## TEXT PASSAGE
We have looked separately at iso-butyric acid, the less aggressive relative of butyric acid, but we now need to examine the role of “big brother” butyric acid (FEMA# 2221, CAS# 107-92-6). Butyric acid is very strongly cheesy. Despite this pungent profile, butyric acid is capable of working in a very wide range of flavors and can be particularly useful when it is used in conjunction with isobutyric acid.

Note that the dose rates given throughout this article are the levels suggested for use in flavors intended to be dosed at 0.05% in ready-to-drink beverages or in a simple bouillon.

Dairy Flavors

Blue cheese: The most obvious defining characteristic of blue cheese flavors is the level of methyl ketones, but butyric acid is also very important. Levels of 30,000 ppm give considerable impact.

Cheddar cheese: Slightly lower levels, nearer 20,000 ppm, work well in cheddar and similar cheese flavors, such as Parmesan.

Condensed milk: Low levels are typical in condensed milk flavors, in the region of 400 ppm.

Fresh butter: Levels of butyric acid in dairy flavors can vary dramatically and obviously depend on the profile that is sought. Moderate levels normally work best in butter flavors, with 3,000 ppm a good starting point.

Fresh cream: The “freshness” of fresh cream covers quite a spectrum, and the ideal addition of butyric acid varies in tandem from 100 ppm to 2,000 ppm.

Fresh milk: Low levels also work best in fresh milk flavors, with 200 ppm a good starting point.

Goat cheese: In contrast, only low levels are needed in goat cheese flavors, ranging from 100 ppm to 500 ppm.

Yogurt: The same is true of many yogurt flavors, with levels of addition as low as 100 ppm.

## WORK INSTRUCTION 1
List the dairy flavor headings given under "Dairy Flavors" in the butyric acid passage.
The records have no connection to the butyric acid passage.

## RECORDS FOR THIS EXERCISE
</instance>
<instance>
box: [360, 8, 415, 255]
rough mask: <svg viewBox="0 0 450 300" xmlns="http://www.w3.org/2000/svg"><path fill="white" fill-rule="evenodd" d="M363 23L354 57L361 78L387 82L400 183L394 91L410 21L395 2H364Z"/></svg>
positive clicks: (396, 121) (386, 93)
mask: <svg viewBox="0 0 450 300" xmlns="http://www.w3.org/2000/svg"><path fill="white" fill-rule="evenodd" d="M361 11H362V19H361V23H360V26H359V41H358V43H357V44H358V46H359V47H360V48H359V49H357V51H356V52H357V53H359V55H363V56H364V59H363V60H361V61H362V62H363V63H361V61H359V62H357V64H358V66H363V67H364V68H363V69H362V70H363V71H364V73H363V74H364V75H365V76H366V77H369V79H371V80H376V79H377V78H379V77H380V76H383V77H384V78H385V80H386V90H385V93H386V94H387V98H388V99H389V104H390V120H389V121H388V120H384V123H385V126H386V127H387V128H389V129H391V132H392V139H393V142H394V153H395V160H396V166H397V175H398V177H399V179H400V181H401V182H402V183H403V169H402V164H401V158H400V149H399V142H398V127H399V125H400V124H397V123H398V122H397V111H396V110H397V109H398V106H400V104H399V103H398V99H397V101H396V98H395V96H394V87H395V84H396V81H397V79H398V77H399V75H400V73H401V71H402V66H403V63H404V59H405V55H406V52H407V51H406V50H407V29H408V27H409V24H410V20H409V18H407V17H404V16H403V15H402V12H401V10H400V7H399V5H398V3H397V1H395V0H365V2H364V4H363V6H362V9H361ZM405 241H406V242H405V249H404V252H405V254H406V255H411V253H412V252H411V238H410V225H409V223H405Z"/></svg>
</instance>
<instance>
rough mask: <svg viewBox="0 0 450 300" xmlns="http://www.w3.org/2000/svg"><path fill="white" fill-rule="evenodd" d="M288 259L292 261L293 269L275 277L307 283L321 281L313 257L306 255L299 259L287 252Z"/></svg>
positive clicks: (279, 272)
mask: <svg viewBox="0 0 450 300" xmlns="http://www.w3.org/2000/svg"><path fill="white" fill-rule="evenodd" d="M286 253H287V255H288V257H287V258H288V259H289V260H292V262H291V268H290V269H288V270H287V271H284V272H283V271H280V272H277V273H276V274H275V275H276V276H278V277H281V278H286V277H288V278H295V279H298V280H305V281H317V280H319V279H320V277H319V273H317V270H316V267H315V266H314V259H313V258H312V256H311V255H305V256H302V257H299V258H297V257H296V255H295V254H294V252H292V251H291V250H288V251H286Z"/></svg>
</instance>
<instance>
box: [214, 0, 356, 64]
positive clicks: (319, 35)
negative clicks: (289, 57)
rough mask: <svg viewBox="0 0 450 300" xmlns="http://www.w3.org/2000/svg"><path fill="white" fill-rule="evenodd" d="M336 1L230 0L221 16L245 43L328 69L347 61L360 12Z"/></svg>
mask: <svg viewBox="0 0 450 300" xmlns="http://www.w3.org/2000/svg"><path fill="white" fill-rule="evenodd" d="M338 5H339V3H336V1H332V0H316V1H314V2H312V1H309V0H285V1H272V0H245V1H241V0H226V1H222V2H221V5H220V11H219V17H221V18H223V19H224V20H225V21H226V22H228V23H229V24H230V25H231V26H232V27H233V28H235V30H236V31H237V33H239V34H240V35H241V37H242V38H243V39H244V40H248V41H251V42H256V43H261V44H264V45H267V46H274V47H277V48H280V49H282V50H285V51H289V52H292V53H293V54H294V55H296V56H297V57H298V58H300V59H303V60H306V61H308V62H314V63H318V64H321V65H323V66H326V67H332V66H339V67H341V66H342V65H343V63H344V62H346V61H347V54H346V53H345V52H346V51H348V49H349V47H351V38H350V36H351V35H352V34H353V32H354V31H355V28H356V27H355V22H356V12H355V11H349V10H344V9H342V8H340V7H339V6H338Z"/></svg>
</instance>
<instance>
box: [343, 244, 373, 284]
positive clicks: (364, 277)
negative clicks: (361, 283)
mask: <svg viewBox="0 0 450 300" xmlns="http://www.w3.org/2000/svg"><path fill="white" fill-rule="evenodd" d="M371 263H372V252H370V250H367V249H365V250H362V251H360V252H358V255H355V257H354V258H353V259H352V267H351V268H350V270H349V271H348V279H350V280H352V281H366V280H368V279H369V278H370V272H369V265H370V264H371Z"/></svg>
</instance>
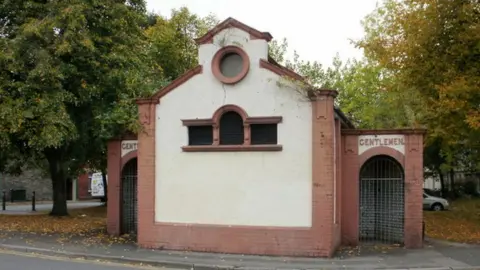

## WORK INSTRUCTION 2
Rewrite the records from their start through the line containing "positive clicks: (396, 121) (386, 93)", replacing "rough mask" with "coarse mask" and keeping everything else unchanged.

## ANSWER SECTION 1
Blue cheese
Cheddar cheese
Condensed milk
Fresh butter
Fresh cream
Fresh milk
Goat cheese
Yogurt

## ANSWER SECTION 2
</instance>
<instance>
box: [360, 8, 415, 255]
coarse mask: <svg viewBox="0 0 450 300" xmlns="http://www.w3.org/2000/svg"><path fill="white" fill-rule="evenodd" d="M363 23L354 57L361 78L387 82L400 183L394 91L410 21L395 2H364Z"/></svg>
positive clicks: (396, 121) (386, 93)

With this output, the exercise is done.